Transcribe only what runs from the line containing "Reviewer note: confirm that each instance of the warehouse" through the final line below, exactly, and leave every picture out.

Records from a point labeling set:
>>

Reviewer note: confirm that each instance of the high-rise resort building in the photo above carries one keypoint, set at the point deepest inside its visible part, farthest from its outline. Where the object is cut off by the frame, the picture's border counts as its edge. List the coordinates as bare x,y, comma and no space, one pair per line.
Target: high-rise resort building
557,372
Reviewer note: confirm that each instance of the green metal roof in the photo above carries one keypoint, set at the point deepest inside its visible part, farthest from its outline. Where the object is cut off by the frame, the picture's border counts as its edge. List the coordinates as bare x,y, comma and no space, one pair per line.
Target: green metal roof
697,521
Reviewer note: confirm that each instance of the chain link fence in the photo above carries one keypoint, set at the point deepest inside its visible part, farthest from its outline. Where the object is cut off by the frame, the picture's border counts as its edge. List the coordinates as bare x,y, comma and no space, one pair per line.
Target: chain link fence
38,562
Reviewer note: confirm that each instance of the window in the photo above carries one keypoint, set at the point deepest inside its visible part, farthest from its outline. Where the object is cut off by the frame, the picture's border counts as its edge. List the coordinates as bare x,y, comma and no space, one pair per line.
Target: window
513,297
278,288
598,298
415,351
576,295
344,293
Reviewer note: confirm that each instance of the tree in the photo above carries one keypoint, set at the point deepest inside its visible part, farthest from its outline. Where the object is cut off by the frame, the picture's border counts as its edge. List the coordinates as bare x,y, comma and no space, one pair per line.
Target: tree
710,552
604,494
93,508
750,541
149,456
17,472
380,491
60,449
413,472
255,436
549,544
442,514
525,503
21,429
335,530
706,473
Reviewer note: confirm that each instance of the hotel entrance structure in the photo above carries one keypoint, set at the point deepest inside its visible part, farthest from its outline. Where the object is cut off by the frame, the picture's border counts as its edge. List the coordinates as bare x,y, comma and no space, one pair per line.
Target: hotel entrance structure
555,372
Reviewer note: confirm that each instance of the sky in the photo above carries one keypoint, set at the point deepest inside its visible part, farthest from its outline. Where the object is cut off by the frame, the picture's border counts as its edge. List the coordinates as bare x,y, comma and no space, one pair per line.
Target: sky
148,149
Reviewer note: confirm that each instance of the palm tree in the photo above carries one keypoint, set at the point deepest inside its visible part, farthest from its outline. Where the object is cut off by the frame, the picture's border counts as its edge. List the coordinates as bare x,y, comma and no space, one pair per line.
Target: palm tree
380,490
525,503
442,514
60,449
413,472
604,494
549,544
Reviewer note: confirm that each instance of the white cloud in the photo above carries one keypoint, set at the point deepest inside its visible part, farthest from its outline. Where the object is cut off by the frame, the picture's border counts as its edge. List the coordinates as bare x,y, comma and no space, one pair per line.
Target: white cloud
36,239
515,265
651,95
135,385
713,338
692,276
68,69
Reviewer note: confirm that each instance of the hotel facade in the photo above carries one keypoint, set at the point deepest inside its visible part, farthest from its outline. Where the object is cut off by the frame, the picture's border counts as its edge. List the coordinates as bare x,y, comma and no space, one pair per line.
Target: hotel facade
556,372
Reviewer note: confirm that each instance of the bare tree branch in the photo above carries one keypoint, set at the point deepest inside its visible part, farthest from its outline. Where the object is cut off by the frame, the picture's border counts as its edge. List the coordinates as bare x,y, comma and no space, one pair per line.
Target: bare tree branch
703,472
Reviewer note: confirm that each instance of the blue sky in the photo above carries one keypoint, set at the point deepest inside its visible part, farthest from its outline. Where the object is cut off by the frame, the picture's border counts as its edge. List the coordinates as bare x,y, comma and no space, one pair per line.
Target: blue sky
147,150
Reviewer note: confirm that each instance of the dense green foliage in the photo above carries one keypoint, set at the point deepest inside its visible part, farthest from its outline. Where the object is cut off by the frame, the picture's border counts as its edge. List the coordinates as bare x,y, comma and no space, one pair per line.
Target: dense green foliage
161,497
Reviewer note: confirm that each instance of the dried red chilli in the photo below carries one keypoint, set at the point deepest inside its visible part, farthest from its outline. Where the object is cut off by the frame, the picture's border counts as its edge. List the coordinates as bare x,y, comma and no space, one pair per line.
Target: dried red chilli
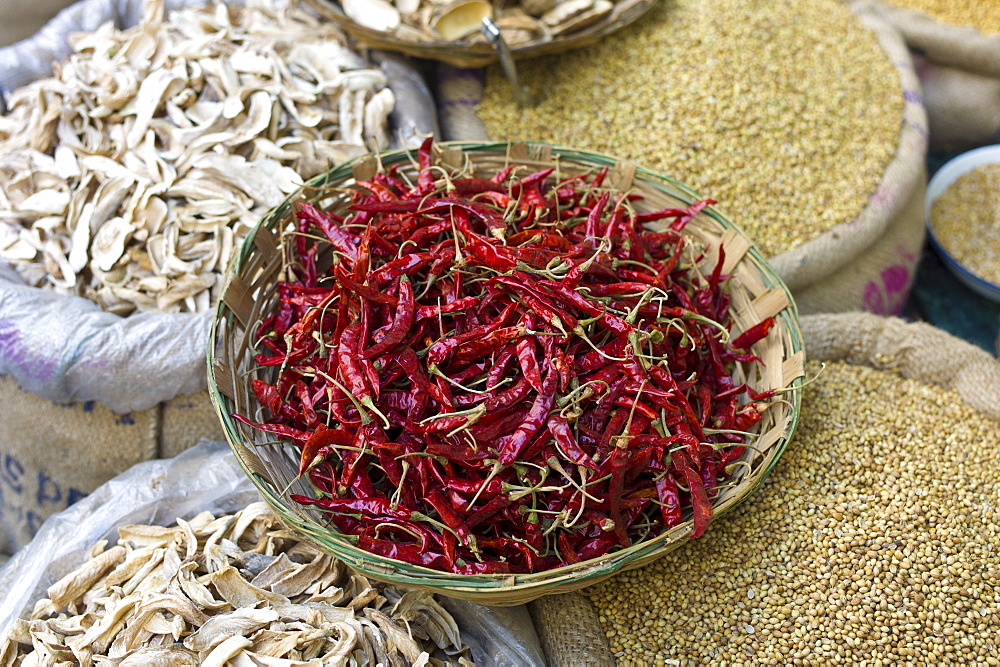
503,374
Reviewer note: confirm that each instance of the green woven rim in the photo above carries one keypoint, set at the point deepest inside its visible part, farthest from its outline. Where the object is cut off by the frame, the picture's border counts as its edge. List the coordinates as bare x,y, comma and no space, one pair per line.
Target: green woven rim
522,586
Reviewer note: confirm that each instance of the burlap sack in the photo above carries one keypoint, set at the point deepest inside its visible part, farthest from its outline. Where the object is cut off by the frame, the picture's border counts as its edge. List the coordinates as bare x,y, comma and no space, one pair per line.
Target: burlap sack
960,76
838,270
878,280
914,350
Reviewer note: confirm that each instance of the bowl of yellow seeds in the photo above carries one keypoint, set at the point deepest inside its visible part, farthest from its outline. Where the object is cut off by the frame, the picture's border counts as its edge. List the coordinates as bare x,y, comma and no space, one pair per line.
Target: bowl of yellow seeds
963,218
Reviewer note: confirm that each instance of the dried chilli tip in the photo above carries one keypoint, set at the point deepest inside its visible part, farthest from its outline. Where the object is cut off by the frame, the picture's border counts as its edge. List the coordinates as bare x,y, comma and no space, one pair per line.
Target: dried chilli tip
519,384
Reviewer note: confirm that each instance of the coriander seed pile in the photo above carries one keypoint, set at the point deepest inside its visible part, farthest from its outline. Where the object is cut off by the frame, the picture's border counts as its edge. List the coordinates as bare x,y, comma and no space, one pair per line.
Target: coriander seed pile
875,539
965,220
984,16
787,111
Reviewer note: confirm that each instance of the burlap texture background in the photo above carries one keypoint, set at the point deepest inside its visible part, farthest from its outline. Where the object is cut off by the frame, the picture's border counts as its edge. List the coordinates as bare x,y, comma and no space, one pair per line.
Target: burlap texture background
960,75
836,270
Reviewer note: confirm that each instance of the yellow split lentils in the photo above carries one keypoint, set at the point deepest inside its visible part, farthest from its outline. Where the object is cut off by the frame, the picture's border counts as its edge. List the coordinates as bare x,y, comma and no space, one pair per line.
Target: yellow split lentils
965,220
981,14
876,539
787,112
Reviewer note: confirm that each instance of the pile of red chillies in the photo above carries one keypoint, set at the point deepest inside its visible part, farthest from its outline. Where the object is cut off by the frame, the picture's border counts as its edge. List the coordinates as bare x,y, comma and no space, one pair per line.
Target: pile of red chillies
505,374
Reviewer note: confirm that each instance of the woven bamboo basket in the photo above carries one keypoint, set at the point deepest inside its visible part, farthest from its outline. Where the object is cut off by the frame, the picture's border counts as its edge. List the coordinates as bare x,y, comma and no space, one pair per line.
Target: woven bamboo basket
480,54
250,294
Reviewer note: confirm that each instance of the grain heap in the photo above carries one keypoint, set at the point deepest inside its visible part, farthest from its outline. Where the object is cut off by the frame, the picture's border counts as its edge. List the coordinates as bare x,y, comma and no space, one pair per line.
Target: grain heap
790,116
130,176
965,220
875,539
985,16
233,589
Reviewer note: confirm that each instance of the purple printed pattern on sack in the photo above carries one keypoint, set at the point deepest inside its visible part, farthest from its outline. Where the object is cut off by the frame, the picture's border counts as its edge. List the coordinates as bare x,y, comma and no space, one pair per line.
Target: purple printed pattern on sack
12,350
888,295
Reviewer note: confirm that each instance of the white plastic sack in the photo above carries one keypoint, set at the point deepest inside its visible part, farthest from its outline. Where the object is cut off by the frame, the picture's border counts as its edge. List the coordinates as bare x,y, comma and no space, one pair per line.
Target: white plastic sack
67,349
204,478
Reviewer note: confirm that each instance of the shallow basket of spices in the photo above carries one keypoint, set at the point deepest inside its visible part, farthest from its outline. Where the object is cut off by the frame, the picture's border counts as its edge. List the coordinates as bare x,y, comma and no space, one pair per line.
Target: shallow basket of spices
354,448
449,32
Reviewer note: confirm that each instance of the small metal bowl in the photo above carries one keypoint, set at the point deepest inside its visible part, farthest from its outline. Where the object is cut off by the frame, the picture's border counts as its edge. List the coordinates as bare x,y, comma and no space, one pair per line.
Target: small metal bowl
942,180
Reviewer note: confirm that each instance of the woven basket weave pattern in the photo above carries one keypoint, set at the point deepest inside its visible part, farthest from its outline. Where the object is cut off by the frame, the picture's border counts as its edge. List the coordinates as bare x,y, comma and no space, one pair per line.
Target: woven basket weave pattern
250,294
462,54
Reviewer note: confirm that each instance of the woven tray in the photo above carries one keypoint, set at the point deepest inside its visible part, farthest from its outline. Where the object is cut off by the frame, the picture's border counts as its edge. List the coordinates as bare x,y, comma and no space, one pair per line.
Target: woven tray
461,54
249,295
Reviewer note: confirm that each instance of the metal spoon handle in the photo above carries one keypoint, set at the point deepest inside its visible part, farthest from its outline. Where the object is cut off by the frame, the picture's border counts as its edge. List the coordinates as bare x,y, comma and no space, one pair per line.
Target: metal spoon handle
522,95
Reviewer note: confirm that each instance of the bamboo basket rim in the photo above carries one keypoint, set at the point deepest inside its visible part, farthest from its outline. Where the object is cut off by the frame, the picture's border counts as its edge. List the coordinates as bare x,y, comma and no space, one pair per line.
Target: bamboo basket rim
787,362
461,54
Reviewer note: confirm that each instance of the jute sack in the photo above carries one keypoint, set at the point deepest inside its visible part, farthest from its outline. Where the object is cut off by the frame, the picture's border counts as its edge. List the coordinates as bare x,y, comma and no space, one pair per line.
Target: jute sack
879,279
568,625
959,70
838,270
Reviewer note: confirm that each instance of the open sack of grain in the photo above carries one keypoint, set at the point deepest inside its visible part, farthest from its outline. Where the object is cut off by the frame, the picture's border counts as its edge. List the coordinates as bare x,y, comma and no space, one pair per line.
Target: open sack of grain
802,119
174,562
875,539
128,178
957,45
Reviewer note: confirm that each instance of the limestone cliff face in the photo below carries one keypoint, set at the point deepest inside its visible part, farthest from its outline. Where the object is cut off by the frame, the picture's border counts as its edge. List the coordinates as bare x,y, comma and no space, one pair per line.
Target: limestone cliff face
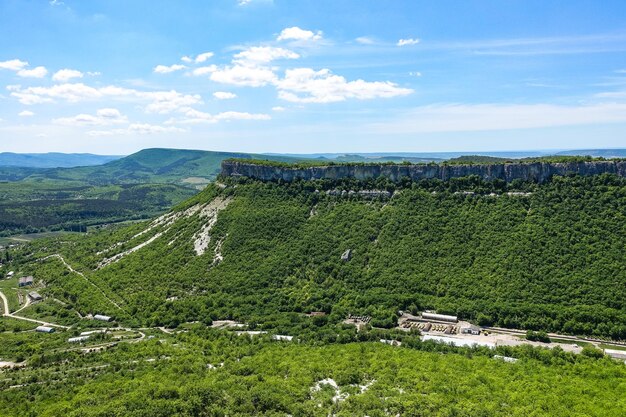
537,172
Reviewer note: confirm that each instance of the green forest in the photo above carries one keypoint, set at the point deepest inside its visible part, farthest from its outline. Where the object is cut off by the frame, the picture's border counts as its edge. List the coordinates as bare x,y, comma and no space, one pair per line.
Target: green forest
202,372
540,258
546,257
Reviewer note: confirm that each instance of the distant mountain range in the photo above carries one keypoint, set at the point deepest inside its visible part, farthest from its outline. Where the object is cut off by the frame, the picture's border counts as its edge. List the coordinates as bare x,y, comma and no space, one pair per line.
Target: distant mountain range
53,159
177,160
155,166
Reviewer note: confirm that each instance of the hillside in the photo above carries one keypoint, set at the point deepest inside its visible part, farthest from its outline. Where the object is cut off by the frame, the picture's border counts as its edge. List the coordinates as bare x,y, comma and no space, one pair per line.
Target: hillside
179,166
138,186
272,257
544,257
53,159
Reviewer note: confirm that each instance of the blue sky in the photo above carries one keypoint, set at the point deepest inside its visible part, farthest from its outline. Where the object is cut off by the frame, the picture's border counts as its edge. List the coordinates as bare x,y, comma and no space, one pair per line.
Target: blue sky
115,77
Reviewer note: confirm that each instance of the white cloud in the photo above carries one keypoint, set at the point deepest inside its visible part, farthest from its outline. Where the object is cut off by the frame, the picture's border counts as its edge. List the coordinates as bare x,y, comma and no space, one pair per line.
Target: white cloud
137,129
102,117
248,2
409,41
37,72
256,55
305,85
224,95
193,116
364,40
164,69
297,34
204,70
251,67
487,117
13,64
203,57
156,101
244,76
66,74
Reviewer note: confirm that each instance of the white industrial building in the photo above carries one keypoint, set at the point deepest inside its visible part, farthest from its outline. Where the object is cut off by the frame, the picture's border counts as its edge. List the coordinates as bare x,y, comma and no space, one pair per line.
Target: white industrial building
77,339
439,317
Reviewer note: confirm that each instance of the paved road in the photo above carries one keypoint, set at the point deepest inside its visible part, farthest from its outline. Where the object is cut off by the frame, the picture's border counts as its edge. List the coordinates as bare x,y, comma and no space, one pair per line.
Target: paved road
69,267
7,313
5,302
557,336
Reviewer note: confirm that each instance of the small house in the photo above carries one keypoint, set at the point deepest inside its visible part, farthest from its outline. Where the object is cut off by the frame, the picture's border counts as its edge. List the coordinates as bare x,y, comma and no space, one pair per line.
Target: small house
34,296
25,281
44,329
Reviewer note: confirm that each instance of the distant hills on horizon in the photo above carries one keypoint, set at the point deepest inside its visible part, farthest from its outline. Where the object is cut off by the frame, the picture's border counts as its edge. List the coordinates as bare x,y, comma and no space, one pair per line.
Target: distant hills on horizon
54,159
71,160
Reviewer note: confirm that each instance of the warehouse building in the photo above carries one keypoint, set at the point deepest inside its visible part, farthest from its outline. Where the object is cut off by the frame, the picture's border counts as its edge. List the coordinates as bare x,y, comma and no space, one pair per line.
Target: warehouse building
439,317
77,339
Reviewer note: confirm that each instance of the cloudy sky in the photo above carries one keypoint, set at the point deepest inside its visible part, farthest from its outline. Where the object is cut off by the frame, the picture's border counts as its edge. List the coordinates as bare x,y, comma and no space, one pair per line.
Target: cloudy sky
116,76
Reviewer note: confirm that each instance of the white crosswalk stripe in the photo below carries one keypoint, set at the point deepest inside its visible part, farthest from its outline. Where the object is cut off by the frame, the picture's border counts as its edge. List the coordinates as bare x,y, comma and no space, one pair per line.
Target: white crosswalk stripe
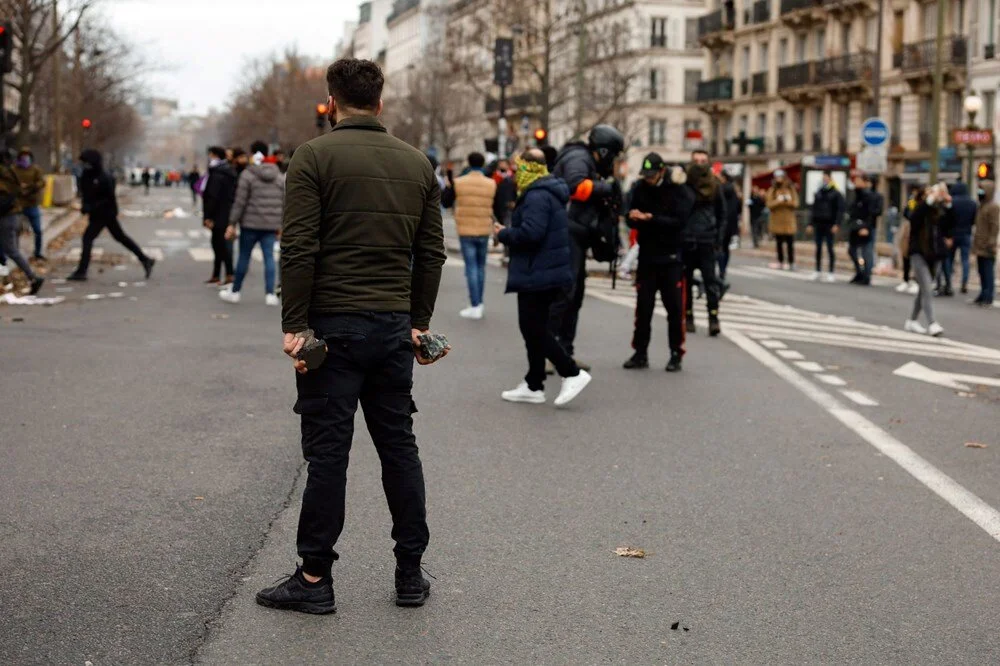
776,325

<<

▸ **RESULT OF THIS TASK**
Reviewer note: confirm that each instance of the warehouse building in the photo above carries one keypoint, set at the point deepest inside its visible part, farthest from its outline. Where the object is cut off by the frame, the picture's border counts as its edge. List the coordinates as bare x,y, comma and no space, one pair per line.
Target: warehouse building
439,317
77,339
Reviewer note: confirm that each instance of the cloudy sky in the photo above carries one keypoint, set at the point deepest inside its visible part, farthest from its outline. Where the object is cut off by the frame, the picture's border counts as its edge. List the coordinates as bare x,y, comma and no space, one pair per line.
Target: cloudy sky
116,76
Reviewer note: confirm that each instance of the white crosswalk stripe in the photo below carries one keypoint, set at the point deepest inside its visible part, farthest from its outline. Where the object is cut off by the frame, the picture's border counts as its edge. List the coordinates as bare x,y, comma and no space, one pair per line.
Target: white crosswalk stripe
776,325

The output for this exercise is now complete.